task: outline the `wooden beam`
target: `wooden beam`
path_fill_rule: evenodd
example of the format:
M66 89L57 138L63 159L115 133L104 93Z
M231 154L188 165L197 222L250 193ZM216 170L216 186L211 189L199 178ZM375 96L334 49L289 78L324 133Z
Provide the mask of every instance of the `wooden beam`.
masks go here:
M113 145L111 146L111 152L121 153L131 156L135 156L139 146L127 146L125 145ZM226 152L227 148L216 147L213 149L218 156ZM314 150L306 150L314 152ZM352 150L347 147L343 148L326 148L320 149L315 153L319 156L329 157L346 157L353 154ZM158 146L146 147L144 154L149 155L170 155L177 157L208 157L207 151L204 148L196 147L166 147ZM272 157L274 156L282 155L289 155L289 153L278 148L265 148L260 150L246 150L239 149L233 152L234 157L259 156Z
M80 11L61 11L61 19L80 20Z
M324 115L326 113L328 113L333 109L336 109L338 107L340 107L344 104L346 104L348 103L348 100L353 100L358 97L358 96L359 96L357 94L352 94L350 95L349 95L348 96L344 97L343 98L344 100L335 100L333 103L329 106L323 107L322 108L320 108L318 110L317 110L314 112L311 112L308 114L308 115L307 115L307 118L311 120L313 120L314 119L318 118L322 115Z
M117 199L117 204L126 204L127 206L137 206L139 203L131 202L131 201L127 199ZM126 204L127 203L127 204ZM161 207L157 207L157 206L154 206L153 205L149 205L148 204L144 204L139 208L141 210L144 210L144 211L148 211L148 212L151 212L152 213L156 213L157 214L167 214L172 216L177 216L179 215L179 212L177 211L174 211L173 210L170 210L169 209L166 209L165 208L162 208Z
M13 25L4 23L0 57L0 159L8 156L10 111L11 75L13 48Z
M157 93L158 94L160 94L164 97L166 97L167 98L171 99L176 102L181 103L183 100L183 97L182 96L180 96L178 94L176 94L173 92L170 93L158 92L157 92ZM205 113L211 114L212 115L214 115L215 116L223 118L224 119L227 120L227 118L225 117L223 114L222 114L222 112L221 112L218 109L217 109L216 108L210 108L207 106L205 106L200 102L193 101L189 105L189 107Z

#### EXERCISE GOAL:
Copy the records above word for word, from the first line down to and including the line that contains "M324 115L326 113L328".

#### EXPECTED OUTPUT:
task: outline the `wooden beam`
target: `wooden beam`
path_fill_rule: evenodd
example of the format:
M66 89L57 138L63 159L115 133L104 93Z
M231 154L188 165L197 222L250 193ZM216 170L216 186L211 189L199 178ZM375 96L334 49L289 78L324 133Z
Provide the mask of every instance of the `wooden beam`.
masks go here:
M113 145L111 146L111 152L121 153L131 156L135 156L139 146L127 146L125 145ZM226 152L227 148L216 147L213 149L218 156ZM314 150L306 150L314 152ZM352 150L347 147L343 148L326 148L320 149L315 153L319 156L329 157L346 157L353 154ZM158 146L146 147L144 154L149 155L170 155L177 157L208 157L207 151L204 148L196 147L166 147ZM272 157L274 156L282 155L289 155L289 153L278 148L265 148L260 150L246 150L239 149L233 152L234 157L259 156Z
M80 11L61 11L61 19L80 20Z
M324 115L326 113L328 113L333 109L336 109L338 107L340 107L344 104L346 104L348 103L348 100L353 100L358 97L358 96L359 96L357 94L352 94L350 95L349 95L348 96L344 97L343 98L344 100L335 100L333 103L329 106L323 107L322 108L320 108L318 110L317 110L314 112L311 112L308 114L308 115L307 115L307 118L311 120L313 120L314 119L318 118L322 115Z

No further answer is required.